## Source passage

** start **

A funny thing happened along the way as Canadians decided to start a boycott against American-made groceries. It turns out that so many Canadian food products are made in America that consumers don’t even realize how much is actually coming from their neighbors to the south.

A perceived one-two punch to Canadians delivered from the Trump administration has the “Canada-nice” reputation in jeopardy. The usually easy-going Canadians are downright angry about the tariffs levied on Canadian steel and other products. Then, adding insult to injury, President Trump mocked Canadian Prime Minister Justin Trudeau as “very dishonest and weak” at the G-7 summit in his own country.

A hashtag-worthy movement began as Canadians began calling for consumers to #BuyCanadian, #BoycottUSProducts, and #BoycottUSA. There is a catch, though. Up to 60% of the food on Canadian grocery store shelves is from America. Average Canadian consumers don’t know what products are and are not made in Canada. Not so easy, eh?

The country is the U.S.’s top export market, taking a little more than 18% of all U.S. goods that are sold abroad. Sylvain Charlebois, a professor in food distribution and policy at Dalhousie University in Nova Scotia, estimates roughly 40% to 60% of food on Canada’s grocery shelves is from the U.S. Closely linked production chains make it tough to determine how much of any given item was produced domestically.

** end **

## Dataset content

** start **

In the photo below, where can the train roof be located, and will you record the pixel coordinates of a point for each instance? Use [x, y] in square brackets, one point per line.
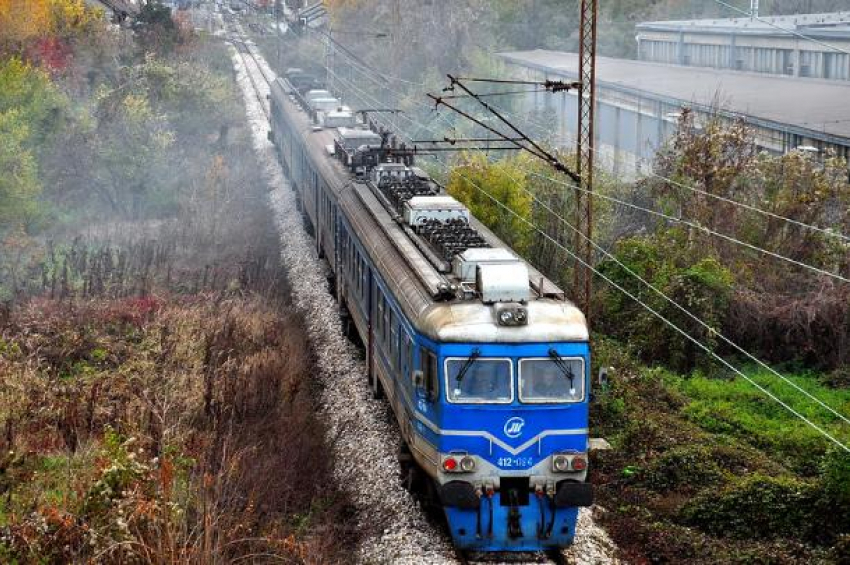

** end **

## To-do list
a: List every hashtag that appears in the passage on the Canadian boycott.
b: In the passage on the Canadian boycott, revise the part starting at "A hashtag-worthy movement" and ending at "so easy, eh?" so that "catch" becomes "snag".

## Full solutions
a:
#BuyCanadian
#BoycottUSProducts
#BoycottUSA

b:
A hashtag-worthy movement began as Canadians began calling for consumers to #BuyCanadian, #BoycottUSProducts, and #BoycottUSA. There is a snag, though. Up to 60% of the food on Canadian grocery store shelves is from America. Average Canadian consumers don’t know what products are and are not made in Canada. Not so easy, eh?